Report every line below that contains the string "racket", and treat uppercase and lowercase as different.

• SUPPLIED MATERIAL
******************************
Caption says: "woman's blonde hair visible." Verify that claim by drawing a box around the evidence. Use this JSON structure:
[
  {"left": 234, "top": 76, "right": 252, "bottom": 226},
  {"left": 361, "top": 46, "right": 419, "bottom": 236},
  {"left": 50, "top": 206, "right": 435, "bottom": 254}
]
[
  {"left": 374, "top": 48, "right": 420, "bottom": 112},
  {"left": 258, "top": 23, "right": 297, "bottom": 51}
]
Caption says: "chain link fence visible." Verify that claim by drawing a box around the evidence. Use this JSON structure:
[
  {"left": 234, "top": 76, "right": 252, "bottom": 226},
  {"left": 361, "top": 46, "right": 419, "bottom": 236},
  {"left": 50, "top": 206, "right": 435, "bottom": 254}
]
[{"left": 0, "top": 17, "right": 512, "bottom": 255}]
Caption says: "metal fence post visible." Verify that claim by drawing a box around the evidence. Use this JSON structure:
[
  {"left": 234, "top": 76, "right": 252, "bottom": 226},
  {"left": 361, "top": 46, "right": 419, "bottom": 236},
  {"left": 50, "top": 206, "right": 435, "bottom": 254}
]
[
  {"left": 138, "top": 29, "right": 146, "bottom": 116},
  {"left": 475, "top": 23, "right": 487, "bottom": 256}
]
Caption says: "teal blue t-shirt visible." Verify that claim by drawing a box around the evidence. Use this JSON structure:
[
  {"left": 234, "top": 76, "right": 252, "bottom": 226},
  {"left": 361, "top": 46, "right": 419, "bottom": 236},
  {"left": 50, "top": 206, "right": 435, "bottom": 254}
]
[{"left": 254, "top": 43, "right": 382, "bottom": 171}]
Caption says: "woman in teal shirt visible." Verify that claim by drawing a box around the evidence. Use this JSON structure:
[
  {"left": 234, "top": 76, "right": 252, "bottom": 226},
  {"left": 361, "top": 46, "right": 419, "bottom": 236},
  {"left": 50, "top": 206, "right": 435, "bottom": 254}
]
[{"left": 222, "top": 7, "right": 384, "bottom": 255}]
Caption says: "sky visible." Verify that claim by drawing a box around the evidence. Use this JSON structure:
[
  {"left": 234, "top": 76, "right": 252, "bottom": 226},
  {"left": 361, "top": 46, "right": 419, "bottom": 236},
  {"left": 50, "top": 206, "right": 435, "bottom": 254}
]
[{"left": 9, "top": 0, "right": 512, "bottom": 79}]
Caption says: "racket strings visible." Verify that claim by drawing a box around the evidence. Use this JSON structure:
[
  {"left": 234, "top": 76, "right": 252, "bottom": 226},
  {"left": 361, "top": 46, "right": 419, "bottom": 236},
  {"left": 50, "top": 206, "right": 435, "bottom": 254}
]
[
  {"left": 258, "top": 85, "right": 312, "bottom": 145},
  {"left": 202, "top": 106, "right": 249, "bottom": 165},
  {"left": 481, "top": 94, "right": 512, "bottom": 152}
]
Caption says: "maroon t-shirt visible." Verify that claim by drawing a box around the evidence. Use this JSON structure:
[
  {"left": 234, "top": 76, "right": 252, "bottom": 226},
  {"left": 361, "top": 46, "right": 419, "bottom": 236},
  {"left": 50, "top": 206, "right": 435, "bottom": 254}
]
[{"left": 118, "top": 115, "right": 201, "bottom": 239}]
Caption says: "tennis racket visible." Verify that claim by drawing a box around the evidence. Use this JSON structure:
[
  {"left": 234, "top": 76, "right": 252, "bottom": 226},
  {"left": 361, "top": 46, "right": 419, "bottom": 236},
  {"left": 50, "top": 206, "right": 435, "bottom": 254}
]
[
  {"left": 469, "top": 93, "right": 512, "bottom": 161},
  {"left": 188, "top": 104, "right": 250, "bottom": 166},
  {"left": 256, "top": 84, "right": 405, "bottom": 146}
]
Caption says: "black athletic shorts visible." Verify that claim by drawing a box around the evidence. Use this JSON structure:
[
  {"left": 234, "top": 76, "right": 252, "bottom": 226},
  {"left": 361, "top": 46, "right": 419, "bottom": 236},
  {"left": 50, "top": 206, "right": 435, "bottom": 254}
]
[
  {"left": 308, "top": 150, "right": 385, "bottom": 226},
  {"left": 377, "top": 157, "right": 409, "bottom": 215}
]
******************************
• THE ANSWER
Caption says: "racket strings visible." Verify that claim by drawing a box around the evidence. Use this JSON structure:
Caption says: "tennis racket visible." Verify that claim by drawing a box around the evidence. Use this JSON structure:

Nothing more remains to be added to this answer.